→ **Document passage**:

· · · ·

By Sunny Chris Okenwa
Jun. 19, 2007

Burma, an unfortunate country somewhere inside the global village known today as Myanmar is on my mind today. On my mind because of sordid events that are accumulating. Burma is notorious the world over for one thing: a military dictatorship that digs deeper in into infamy. Very brutal communal Generals are holding the nation down for so long a time. These die-hard Generals have turned Burma into a banana republic where basic human rights and needs are non-existent, an iron-curtain society where oppression walks in four legs! Internal native colonialists they have effortlessly turned Burma into a conundrum, a basket case of a failed state in a desperate search for a way forward in a confused dark-tunnel setting.

There is no better person that symbolizes the pro-democracy struggle in former Burma than Mrs Aung San Suu Kyi and her opposition National League for Democracy. This courageous woman has been placed under house arrest for years by the Generals seeing her as the greatest threat to their murderous hold on power. Yet her resolve to soldier on has not waned by this callous subjugation of her private and personal liberties.

Year after year the anonymous Generals renew the house arrest order preventing Suu Kyi from enjoying her God-given freedom. What intrigues the mind in the Burmese dictatorial situation is the fact that beyond condemnations and solidarity speeches toward the victimized Burmese the Western governments and the much-vaunted democracy and its enthronement the world over has not given a firm warning to the Generals in Myanmar to reform the state they are holding by the jugular or risk (not sanctions) but outright military intervention a la Yugoslavia/Kosovo.

While White House and Downing Street agents are quick to condemn the dictators in Burma no strong policy is in place to mitigate the continuing suferring of the Burmese population condemned to sweeping blinding political slavery. Political slavery that finds expression only in the culture of silence and subservience imposed by the oppressors on the oppressed majority.

Or maybe because Burma has no natural resources like crude oil or is seen as not a strategic country there's no need intervening forcefully and directly in altering the nasty political reality there? If Burma were to be blessed like Iraq or Kuwait with this black gold would the case have been different? Questions galore but no answers to satisfy a conscience that is bruised and eager for a radical solution.

· · · ·

→ **Dataset excerpts**:
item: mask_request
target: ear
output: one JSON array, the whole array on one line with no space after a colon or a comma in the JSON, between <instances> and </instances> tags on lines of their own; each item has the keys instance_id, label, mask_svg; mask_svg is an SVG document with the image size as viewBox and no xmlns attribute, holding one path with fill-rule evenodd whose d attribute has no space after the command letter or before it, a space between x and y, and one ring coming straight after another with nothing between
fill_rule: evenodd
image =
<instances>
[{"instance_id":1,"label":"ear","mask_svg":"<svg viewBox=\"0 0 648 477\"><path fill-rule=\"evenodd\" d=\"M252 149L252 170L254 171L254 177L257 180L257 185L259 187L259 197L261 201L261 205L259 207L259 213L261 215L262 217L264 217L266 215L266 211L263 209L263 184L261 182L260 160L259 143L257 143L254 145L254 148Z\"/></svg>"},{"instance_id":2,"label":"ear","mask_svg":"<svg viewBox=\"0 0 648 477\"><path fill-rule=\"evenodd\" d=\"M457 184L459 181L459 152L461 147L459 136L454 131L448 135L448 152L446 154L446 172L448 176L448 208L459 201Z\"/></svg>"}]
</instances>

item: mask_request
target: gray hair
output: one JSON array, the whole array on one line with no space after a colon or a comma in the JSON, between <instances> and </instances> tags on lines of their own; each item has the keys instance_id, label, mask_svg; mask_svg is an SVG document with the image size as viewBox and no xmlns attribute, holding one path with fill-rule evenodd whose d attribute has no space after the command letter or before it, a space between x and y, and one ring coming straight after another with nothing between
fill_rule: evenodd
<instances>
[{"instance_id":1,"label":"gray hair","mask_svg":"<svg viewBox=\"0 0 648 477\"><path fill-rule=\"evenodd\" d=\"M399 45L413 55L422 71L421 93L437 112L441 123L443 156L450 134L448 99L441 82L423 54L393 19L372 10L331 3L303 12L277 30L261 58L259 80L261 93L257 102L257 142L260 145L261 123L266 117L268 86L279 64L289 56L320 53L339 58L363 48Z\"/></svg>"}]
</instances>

· · · ·

→ **Set of tasks**:
(1) In the opinion piece on Burma, who is named as the best symbol of the pro-democracy struggle?
(2) Sum up the opinion piece on Burma in two sentences.
(3) Transcribe the part of the opinion piece on Burma that opens with the words containing "There is no" and closes with "and personal liberties.".

→ **Answers to each task**:
(1) Mrs Aung San Suu Kyi and her opposition National League for Democracy.

(2) The piece describes Burma as held down by brutal military Generals who deny basic human rights, and it names Aung San Suu Kyi as the symbol of the pro-democracy struggle; the Generals have kept her under house arrest for years. It faults Western governments for offering condemnation but no strong policy or firm warning of military intervention, and it asks whether Burma's lack of oil explains this.

(3)
There is no better person that symbolizes the pro-democracy struggle in former Burma than Mrs Aung San Suu Kyi and her opposition National League for Democracy. This courageous woman has been placed under house arrest for years by the Generals seeing her as the greatest threat to their murderous hold on power. Yet her resolve to soldier on has not waned by this callous subjugation of her private and personal liberties.